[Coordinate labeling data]

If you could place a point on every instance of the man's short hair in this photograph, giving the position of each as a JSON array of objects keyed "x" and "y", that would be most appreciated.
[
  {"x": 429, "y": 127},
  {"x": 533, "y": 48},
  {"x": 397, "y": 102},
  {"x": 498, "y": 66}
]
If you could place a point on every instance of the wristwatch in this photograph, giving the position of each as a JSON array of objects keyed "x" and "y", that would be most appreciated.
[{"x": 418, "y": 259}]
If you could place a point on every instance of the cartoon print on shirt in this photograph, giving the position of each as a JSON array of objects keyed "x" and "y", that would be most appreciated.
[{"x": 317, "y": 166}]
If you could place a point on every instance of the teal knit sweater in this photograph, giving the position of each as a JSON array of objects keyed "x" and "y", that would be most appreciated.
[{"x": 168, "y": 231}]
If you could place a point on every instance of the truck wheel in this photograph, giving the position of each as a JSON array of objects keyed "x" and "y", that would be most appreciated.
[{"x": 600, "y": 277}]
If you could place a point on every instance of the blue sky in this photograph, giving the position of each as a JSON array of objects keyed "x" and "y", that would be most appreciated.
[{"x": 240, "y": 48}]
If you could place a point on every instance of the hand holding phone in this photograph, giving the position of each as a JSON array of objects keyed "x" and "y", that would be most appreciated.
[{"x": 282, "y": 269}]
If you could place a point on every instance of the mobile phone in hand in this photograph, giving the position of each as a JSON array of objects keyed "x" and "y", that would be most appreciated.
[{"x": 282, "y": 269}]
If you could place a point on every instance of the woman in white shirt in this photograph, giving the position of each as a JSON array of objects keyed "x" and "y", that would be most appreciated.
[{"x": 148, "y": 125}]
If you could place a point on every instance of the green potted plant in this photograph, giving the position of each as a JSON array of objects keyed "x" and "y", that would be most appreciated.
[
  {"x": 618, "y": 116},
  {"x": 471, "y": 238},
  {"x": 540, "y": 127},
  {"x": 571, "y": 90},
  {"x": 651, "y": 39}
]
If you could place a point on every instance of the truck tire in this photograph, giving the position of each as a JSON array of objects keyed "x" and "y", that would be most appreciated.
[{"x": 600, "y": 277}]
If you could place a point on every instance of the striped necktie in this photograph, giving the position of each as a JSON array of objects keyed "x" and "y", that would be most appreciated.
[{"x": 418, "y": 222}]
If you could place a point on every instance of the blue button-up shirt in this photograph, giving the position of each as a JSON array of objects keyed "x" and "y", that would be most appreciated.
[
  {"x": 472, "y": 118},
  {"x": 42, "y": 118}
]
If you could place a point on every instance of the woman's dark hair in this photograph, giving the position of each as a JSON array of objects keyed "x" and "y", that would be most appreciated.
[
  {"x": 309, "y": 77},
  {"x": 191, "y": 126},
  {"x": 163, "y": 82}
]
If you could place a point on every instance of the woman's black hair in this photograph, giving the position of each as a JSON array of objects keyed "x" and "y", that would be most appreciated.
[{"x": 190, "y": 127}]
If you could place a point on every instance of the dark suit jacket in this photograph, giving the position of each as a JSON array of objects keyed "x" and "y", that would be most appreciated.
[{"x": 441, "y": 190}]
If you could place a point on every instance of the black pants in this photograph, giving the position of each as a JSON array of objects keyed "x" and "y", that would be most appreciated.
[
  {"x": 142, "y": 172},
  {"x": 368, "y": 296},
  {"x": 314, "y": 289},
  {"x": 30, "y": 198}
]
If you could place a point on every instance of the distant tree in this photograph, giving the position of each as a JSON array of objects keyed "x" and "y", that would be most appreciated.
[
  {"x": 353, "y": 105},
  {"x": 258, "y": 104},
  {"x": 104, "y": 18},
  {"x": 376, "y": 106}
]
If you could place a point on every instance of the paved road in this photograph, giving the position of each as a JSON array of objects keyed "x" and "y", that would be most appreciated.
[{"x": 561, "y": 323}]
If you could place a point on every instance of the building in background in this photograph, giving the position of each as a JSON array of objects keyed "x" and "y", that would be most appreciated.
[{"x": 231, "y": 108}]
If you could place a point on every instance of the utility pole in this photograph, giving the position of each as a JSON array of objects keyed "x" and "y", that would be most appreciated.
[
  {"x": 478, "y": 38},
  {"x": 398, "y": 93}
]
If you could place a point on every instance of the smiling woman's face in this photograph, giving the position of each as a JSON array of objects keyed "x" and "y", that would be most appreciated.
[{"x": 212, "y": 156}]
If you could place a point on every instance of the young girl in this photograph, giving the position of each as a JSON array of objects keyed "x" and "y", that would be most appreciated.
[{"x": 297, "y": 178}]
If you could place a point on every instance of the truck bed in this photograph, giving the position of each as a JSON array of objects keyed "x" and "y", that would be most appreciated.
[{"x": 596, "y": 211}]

**Job:** Reproduce the material word for word, everything from the line containing "of the utility" down to the end of the material.

**Result of the task:**
If you could place a point on every instance of the utility pole in this photograph, giving the position of each as a JSON array of objects keyed "x" and "y", that would be most appreciated.
[
  {"x": 478, "y": 38},
  {"x": 398, "y": 93}
]
If you could place a point on every instance of the smiling woman's face in this photograph, giving the position of each as a JSON array of objects keyed "x" and "y", that would be most appreciated.
[{"x": 212, "y": 156}]
If you could place a point on every instance of the young girl in this photograph, giving the position of each as a JSON array of objects keyed "x" and "y", that would be most appreciated.
[{"x": 297, "y": 178}]
If you could place a point on every instance of the truck bed in this photograph, giving the position of each as a JSON array of objects keyed "x" and "y", that would be most appreciated.
[{"x": 596, "y": 211}]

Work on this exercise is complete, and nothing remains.